## Goal of the exercise
Rewrite the listing from the line with "Category: dirt ground" through the end, including both of those lines and the requests. Scale each x,y coordinate in the answers by 1.55 and round to whole numbers, with halves rounding up.

Listing of named-object pointing records
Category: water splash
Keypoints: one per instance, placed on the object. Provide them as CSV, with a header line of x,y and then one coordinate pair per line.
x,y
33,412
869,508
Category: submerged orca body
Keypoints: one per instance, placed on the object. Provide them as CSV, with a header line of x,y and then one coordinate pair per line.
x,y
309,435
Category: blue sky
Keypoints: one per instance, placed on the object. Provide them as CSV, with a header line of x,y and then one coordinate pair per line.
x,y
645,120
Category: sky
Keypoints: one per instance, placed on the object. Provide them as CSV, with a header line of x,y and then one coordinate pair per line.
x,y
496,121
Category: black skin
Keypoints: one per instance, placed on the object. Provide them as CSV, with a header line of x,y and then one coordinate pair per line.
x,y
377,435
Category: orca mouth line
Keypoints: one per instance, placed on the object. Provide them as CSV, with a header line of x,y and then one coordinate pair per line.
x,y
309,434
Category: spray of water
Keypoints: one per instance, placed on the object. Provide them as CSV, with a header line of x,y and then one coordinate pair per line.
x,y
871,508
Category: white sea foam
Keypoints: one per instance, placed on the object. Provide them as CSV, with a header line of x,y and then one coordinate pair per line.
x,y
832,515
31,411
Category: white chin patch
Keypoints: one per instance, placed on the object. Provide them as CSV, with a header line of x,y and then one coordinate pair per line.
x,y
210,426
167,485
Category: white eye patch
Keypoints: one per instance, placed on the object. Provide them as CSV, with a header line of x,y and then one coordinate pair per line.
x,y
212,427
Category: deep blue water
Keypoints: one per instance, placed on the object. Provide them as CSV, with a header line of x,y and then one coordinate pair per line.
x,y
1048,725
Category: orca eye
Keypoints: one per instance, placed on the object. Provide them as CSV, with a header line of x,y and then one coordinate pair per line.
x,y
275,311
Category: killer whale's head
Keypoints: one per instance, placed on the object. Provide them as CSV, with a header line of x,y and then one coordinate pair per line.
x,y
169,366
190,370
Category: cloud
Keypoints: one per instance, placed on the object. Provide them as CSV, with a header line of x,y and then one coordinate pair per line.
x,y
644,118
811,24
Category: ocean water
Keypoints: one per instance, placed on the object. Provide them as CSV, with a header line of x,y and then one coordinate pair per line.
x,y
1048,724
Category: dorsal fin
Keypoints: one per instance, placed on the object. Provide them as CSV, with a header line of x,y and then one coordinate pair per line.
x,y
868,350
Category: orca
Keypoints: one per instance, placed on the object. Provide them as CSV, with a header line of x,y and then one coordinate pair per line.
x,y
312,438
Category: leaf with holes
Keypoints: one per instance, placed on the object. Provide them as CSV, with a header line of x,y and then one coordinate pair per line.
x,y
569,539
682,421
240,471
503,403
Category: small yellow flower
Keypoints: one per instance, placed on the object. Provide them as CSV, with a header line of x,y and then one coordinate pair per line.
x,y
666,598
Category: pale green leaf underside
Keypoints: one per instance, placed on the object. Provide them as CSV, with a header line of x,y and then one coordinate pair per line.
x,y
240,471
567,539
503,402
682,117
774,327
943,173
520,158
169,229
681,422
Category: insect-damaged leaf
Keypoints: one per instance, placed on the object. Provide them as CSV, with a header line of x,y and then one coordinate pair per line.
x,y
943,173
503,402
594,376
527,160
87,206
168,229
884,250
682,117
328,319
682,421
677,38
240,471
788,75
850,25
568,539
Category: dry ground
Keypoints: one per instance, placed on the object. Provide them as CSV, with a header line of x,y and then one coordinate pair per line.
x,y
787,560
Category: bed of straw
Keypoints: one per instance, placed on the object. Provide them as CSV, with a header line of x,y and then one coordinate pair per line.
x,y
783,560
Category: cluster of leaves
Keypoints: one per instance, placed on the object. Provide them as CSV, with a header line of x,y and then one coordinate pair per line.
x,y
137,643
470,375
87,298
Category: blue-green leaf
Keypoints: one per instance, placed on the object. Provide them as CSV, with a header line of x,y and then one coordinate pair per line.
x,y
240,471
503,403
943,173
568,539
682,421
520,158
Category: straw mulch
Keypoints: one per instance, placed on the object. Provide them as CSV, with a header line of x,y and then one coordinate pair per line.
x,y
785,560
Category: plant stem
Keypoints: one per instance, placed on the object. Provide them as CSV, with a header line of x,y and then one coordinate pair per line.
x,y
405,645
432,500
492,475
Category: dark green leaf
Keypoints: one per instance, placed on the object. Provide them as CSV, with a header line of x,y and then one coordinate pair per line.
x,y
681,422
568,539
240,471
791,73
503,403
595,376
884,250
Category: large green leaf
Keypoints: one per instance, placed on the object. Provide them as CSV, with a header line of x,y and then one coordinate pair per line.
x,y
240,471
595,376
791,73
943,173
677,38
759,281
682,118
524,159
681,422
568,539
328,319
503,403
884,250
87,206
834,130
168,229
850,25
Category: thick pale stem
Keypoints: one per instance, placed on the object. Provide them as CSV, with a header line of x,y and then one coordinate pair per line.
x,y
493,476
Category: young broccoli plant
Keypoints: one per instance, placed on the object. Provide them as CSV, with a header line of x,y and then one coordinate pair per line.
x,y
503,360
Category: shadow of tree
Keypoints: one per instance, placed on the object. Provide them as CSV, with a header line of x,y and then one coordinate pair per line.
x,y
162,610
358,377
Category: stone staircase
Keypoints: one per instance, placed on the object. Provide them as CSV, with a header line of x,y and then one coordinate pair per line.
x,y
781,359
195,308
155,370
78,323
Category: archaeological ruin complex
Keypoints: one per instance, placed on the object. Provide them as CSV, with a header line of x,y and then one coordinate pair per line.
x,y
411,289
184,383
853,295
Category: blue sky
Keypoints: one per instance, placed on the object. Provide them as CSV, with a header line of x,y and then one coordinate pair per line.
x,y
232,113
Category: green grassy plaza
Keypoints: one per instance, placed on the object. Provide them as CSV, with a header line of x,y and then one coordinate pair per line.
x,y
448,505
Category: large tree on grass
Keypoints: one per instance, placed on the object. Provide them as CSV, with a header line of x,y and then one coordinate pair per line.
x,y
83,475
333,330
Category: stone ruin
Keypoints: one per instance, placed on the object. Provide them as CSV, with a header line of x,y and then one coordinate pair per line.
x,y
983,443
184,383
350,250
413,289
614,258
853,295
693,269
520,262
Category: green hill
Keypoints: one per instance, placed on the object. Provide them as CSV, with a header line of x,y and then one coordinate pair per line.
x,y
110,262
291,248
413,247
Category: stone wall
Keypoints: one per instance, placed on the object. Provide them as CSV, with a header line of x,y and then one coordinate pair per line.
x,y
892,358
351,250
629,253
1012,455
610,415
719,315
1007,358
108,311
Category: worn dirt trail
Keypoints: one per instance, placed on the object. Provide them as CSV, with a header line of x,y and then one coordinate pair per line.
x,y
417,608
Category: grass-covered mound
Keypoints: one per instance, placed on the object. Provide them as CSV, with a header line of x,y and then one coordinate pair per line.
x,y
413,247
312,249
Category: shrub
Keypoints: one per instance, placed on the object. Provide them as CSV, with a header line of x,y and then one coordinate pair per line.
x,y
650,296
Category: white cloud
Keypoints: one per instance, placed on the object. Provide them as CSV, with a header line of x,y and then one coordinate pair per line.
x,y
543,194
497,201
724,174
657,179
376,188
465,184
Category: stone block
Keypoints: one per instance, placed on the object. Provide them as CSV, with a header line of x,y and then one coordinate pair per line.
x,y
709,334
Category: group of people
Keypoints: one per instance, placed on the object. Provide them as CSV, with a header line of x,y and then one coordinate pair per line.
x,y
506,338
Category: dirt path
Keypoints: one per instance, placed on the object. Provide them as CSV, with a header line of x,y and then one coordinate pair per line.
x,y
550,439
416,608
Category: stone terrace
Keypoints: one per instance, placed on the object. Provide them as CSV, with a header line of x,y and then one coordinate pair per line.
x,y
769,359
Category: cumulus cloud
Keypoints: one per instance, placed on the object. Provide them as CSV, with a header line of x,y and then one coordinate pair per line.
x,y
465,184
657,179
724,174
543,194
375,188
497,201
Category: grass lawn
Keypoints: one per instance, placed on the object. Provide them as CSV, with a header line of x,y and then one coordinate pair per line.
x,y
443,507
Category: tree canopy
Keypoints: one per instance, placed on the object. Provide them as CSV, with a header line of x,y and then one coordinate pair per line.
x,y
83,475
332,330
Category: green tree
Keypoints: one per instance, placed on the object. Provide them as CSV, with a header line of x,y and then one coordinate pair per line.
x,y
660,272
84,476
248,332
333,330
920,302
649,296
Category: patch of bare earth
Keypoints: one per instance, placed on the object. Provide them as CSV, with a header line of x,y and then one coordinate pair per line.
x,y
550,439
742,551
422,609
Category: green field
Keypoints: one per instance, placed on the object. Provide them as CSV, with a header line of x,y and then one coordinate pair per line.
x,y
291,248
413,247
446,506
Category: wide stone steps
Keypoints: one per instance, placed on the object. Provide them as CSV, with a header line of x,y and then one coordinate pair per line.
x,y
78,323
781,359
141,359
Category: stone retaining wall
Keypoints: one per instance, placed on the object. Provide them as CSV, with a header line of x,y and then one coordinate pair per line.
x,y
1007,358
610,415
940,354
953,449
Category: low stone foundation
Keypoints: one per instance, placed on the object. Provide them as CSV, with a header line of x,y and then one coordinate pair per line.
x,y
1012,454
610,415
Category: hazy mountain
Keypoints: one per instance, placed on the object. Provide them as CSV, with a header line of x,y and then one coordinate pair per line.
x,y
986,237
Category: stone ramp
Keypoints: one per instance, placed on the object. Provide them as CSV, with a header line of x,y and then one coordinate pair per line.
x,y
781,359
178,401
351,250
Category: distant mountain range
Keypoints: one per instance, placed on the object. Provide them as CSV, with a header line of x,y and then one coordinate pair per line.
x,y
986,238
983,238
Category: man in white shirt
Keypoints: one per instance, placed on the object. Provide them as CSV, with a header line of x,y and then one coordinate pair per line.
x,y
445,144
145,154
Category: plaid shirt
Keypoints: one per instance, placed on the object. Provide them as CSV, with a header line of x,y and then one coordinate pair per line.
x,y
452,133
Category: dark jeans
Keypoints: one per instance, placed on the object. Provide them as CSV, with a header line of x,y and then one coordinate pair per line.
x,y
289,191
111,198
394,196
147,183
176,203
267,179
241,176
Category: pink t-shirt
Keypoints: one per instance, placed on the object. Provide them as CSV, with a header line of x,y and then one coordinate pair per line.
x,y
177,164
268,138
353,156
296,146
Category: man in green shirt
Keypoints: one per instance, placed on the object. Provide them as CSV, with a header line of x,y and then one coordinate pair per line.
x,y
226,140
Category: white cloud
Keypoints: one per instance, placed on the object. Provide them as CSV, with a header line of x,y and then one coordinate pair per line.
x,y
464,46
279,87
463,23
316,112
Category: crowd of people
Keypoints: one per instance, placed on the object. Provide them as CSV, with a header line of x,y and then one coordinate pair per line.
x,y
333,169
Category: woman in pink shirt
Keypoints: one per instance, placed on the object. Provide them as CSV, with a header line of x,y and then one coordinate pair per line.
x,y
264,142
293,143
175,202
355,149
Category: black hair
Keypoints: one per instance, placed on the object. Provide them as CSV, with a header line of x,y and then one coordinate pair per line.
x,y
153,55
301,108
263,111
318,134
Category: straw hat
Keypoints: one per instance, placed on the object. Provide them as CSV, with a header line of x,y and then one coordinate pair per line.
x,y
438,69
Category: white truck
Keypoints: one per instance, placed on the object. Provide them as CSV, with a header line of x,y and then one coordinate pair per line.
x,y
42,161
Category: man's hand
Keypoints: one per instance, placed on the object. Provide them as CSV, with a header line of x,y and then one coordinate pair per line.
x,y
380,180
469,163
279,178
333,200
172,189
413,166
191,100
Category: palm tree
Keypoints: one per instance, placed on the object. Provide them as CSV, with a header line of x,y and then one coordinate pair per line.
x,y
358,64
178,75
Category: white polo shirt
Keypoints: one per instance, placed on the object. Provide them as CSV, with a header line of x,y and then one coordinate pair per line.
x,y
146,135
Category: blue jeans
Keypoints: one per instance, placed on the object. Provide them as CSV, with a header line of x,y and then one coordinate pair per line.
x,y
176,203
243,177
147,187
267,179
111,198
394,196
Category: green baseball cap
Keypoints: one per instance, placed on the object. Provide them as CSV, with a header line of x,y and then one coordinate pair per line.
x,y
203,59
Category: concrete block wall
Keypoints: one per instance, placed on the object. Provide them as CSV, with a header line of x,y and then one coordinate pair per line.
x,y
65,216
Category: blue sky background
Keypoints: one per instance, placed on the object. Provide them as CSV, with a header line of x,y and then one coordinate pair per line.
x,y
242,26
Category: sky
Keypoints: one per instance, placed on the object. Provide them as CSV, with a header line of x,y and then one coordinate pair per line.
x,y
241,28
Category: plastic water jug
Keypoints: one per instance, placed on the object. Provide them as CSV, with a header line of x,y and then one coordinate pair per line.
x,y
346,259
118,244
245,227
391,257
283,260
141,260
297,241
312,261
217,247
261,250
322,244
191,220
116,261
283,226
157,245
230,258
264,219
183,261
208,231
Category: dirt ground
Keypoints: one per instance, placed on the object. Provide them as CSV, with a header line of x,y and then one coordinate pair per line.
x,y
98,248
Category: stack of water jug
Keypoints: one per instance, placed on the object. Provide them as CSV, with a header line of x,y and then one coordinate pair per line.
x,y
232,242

## Exercise output
Category: dirt ground
Keypoints: one per instance, placed on the object. Provide them as CSV, with a header line of x,y and then one coordinate pair per line.
x,y
152,384
Category: stack of water jug
Keypoints: one per instance, placed on the object. Provide them as CSV, with a header line of x,y and then one coordinate pair per line.
x,y
360,375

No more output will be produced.